■ Aim of the task: Please reproduce the data below word for word, starting at the line that contains "Please mark the green" and ending with the last line of the data, both included.
==== Available records
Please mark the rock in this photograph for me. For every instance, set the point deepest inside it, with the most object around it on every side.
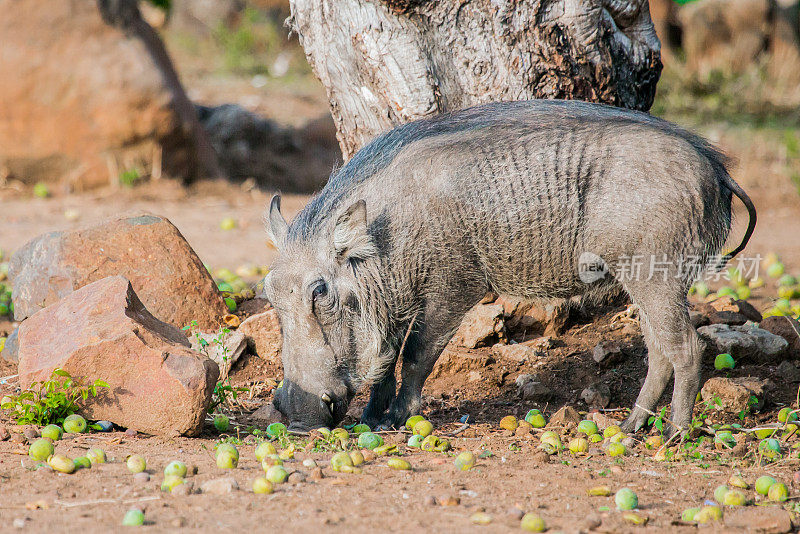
(746, 343)
(93, 99)
(223, 349)
(786, 327)
(219, 486)
(266, 415)
(263, 335)
(10, 351)
(788, 372)
(102, 331)
(528, 388)
(761, 519)
(596, 395)
(734, 393)
(607, 353)
(148, 250)
(566, 417)
(518, 352)
(482, 326)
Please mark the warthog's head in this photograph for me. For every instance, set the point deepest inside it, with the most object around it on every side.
(329, 339)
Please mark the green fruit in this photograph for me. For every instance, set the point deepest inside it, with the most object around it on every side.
(264, 449)
(615, 449)
(54, 432)
(786, 415)
(61, 463)
(399, 464)
(588, 427)
(221, 423)
(578, 445)
(74, 424)
(277, 474)
(171, 482)
(532, 523)
(82, 462)
(626, 499)
(262, 486)
(415, 441)
(724, 361)
(465, 461)
(96, 456)
(509, 422)
(719, 493)
(413, 420)
(136, 463)
(41, 449)
(763, 484)
(689, 514)
(778, 492)
(227, 460)
(734, 498)
(41, 190)
(424, 428)
(133, 518)
(775, 270)
(339, 460)
(369, 440)
(175, 468)
(708, 514)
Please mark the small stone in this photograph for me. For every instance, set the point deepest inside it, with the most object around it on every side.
========
■ Right answer:
Please mark the green fruit in this photograph for me. For every instance, set the point deepest inside it, with the most object around it on every side.
(264, 449)
(615, 449)
(54, 432)
(786, 415)
(61, 463)
(399, 464)
(588, 427)
(221, 423)
(578, 445)
(74, 424)
(277, 474)
(171, 482)
(532, 523)
(82, 462)
(626, 499)
(262, 486)
(415, 441)
(724, 361)
(465, 461)
(96, 456)
(509, 422)
(719, 493)
(413, 420)
(136, 463)
(41, 449)
(763, 484)
(689, 514)
(778, 492)
(227, 460)
(734, 498)
(41, 190)
(424, 428)
(133, 518)
(775, 270)
(339, 460)
(369, 440)
(175, 468)
(708, 514)
Please mark the small stone in this photograph for me. For every instance, set the point deepest inside it, with the most object around it on every side.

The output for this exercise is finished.